実績の上ではここのところ大きく溝を開けられているのだが、2年ぶりの鹿島との解決にそんなの関係ねぇ!!と強めに意気込んでみた。


憎き鹿島。愛しき鹿島。と題して筆をしたためたこちらの回顧録にはそれなりのリアクションがあり、両者の意識の高さと鼻息の荒さを実感。

それは磐田の一方的な片想いのようにも見えたが、
物々しいカシマスタジアムの雰囲気にDAZNの放送席も思わず触れてしまうほど、確かにそこにはクラシコの重みがあった。


で、
結果は敗戦。またしても敗戦。2年前のホームで痛恨の同点劇を喰らってから、それを払しょくするどころか振出しに戻ってしまった感すらある。

しかもポポビッチ相手に。

これで良いのだろうか。我々は、これで良いのだろうか。




■まごうこと無き善戦

悔しさの背景には善戦したという事実があるかもしれない。

大きくメンバーを変えて臨んだ代表ウィーク明け。見たかったものがいくつも垣間見れ、特に前半は慎重になり過ぎて立ち上がりに弱いという過去事例を上回るパフォーマンスだったように思う。

記述課題 =
a – 鹿島戦についての文章を二文で要約してください。
b – 鹿島戦についての文章で、筆者は悔しさの背景に何があると考えていますか。また、筆者がそう評価する理由も含めて、三文以内で説明してください。
c – 鹿島戦についての文章の続きを書いてください。
この後に続くデータの行は、上の鹿島戦についての文章とは無関係です。

抜粋データ =
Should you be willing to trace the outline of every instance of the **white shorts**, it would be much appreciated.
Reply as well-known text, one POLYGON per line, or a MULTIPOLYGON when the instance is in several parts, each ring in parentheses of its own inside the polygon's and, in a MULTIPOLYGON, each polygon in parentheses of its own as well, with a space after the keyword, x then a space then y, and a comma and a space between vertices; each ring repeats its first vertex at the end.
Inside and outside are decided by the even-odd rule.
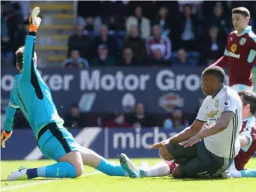
POLYGON ((240 178, 242 175, 241 172, 236 170, 235 161, 233 161, 230 166, 221 173, 221 176, 223 178, 240 178))
POLYGON ((253 86, 247 86, 245 85, 242 85, 242 84, 236 84, 236 85, 233 85, 232 86, 230 86, 231 88, 236 90, 237 92, 239 91, 242 91, 242 90, 248 90, 248 91, 251 91, 253 92, 253 86))

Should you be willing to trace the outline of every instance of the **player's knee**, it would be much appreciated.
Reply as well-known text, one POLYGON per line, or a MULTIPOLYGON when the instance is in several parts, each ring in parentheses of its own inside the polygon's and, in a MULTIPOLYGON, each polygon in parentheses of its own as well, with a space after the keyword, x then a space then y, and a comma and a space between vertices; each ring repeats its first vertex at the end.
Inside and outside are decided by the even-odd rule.
POLYGON ((83 174, 83 164, 80 152, 71 152, 61 158, 60 161, 68 162, 73 165, 76 170, 77 177, 79 177, 83 174))
POLYGON ((173 157, 170 154, 166 146, 162 147, 159 149, 159 156, 164 160, 173 160, 173 157))
POLYGON ((77 177, 80 177, 82 176, 83 172, 83 164, 77 164, 75 166, 76 168, 76 172, 77 172, 77 177))
POLYGON ((173 178, 180 178, 180 168, 179 166, 176 166, 172 172, 172 176, 173 178))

課題の解答 =
a – 実績の上では大きく溝を開けられているものの、筆者は2年ぶりの鹿島との対戦に強く意気込み、カシマスタジアムにはDAZNの放送席も触れるほどのクラシコの重みがあった。しかし結果はまたしても敗戦で、筆者はその悔しさの背景に、メンバーを大きく変えて臨み、特に前半に過去を上回るパフォーマンスを見せた善戦があったのかもしれないと振り返っている。

b – 筆者は、悔しさの背景には善戦したという事実があるかもしれないと考えている。大きくメンバーを変えて臨んだ代表ウィーク明けの試合で、見たかったものがいくつも垣間見えたからだ。特に前半は、慎重になり過ぎて立ち上がりに弱いという過去の事例を上回るパフォーマンスだったと感じている。

c –
決意の海音くんはパスとドリの選択が秀逸で最終ラインから明らかに勢いを付けていた。CB最適論は各選手の特徴による趣味趣向があるため答えを出すのが難しいけど、全員共通して「違い」を感じたのではなかろうか。

レゴメさんは中盤での狙いの定め方と狩りに行く速さが最高。これは(個人的に)ずっと欲しかったもの。遅れて行ってカードを貰うシーンもあったけどここはまだまだ試合を重ねて上がるところ。

ペイペイは相変わらずのキープ力。かつ徐々にゴール前で脅威を見せることが出来てるし、何より驚いたのが足が速い。ネガトラ時の最初の蓋としてはかなりやってくれる予感。

リカも90分落ちないバックスプリントの速さが戻ってきて、海音くんとのコンビで彼自身も落ち着きを取り戻したように感じた。

ずっと気になってた昌也さんは明らかに何かの迷いがそぎ落とされて前へ前へ行く意識が戻り、自己突破もクロスへの合わせも良い時の彼が戻って来た。

そして何より、古川くんの進化が凄い
68分のコントロールショットはずっと見たかったやつだし、何よりアレが選択肢に入れば今以上にドリやクロスが効いてくる。
そんでそんで、コタローが惜しいシュートを放った75分の起点も感激した。彼には十中八九ダブルチームが付くのでそれを逆手にとってフリーを活かせればとずっと思っていたが、まさにそれ。
これには気の利いた上原選手も同時に褒めるべきだけど、敵陣でまんまと2人ものマークを欺いてフリー(コタロー選手)のシュートをおぜん立てした。

言わずもがな、これもまた選択肢に入ってくれば彼のドリは今以上に活きて来る。楽しみでしかない。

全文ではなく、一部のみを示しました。